## Excerpt to read
--------------------------------

- See: Esztergom
- Appointed: c. 1116
- Term ended: c. 1124
- Predecessor: Lawrence
- Successor: Felician
- Other post: Bishop of Vác

Personal details
- Died: after 1124

= Marcellus (archbishop of Esztergom) =

Hungarian prelate

Marcellus (Marcell; died after 1124) was a Hungarian prelate at the turn of the 11th and 12th centuries, who served as Bishop of Vác from around 1111 to 1113, then Archbishop of Esztergom from around 1116 until his death.

==Career==
In his youth, Marcellus belonged to the court clergy and was probably a member of the royal chapel during the reign of Ladislaus I of Hungary. He was also a provost of Székesfehérvár, Óbuda or Titel. According to the Illuminated Chronicle, Ladislaus, who laid on his deathbed, sent Palatine Peter and Marcellus to Poland to negotiate the duke's deputy Sieciech in the summer of 1095. The Hungarian delegation invited the king's exiled nephew Coloman back from Poland to become his heir. Another chapter of the chronicle styles Marcellus as "sanctus", which referred to his pious nature and exemplary saintly way of life despite his young age, as medievalist László Koszta argued.

After the coronation of Coloman in 1096, he became an important confidant of the new monarch. Sometimes at the turn of the 11th and 12th centuries, he was made Bishop of Vác. It is plausible he is identical with that prelate, who was mentioned without his see in 1103. The first known holder of the title, he was mentioned in that capacity by the two establishing charters of the Zobor Abbey, issued in 1111 and 1113. The cathedral of Vác was built by Coloman's father Géza I, where he was buried too, which fact confirms the strong alliance between the king and Marcellus. In the two Zobor Documents, Marcellus appeared in seventh and eighth places at the list of prelates (which reflects hierarchy among them), respectively. He participated in the first and second synods at Esztergom. Alongside six bishops and several secular barons, Marcellus escorted Coloman to Dalmatia in 1111, who confirmed the privileges of Split, Trogir, and Zadar. The event was narrated by a royal charter from 1118, which ranks Marcellus to the second place among the prelates. Koszta considered it reflects to the situation when the charter was written, thus Marcellus already functioned as Archbishop of Esztergom in 1118 (his predecessor Lawrence died approximately two years ago). Nevertheless, Marcellus first and only appeared in that dignity in July 1124.

--------------------------------

## Stated problem 1
Render this sentence from the text about Marcellus into Spanish: "He participated in the first and second synods at Esztergom."
The records that come next bear no relation to the text about Marcellus.

Named-object pointing records:
--------------------------------

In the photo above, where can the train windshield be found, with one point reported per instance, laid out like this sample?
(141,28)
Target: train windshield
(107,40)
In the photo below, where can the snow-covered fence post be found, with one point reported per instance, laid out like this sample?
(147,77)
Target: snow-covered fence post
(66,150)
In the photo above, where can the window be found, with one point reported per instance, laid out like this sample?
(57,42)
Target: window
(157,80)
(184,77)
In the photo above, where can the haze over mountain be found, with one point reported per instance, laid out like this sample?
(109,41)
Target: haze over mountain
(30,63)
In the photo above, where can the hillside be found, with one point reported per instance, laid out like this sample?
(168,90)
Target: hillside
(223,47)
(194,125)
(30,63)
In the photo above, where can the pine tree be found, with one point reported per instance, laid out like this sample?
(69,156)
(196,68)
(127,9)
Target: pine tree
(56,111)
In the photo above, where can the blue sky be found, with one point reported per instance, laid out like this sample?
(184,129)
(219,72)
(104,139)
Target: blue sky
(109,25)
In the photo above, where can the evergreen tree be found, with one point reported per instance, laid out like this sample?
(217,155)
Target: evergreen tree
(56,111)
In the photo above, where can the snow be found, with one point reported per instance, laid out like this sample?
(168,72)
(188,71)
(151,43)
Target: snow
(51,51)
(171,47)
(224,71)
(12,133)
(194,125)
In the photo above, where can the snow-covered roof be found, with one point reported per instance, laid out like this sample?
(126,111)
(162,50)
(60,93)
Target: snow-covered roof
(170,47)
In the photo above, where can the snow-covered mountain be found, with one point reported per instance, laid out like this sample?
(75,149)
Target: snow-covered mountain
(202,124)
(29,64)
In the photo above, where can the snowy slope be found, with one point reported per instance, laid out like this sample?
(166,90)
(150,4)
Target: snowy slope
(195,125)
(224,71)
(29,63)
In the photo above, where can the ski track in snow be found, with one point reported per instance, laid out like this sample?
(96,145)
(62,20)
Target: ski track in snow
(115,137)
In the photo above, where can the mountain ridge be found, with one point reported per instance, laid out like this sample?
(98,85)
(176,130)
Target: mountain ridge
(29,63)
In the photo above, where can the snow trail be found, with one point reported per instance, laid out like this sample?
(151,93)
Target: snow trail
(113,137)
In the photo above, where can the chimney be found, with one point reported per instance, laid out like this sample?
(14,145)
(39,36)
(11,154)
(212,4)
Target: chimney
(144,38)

--------------------------------

## Stated problem 2
Extract each line of the records that contains the string "ridge", matching case exactly.

## Complete answer 1
Participó en los sínodos primero y segundo de Esztergom.

## Complete answer 2
In the photo above, where can the mountain ridge be found, with one point reported per instance, laid out like this sample?
Target: mountain ridge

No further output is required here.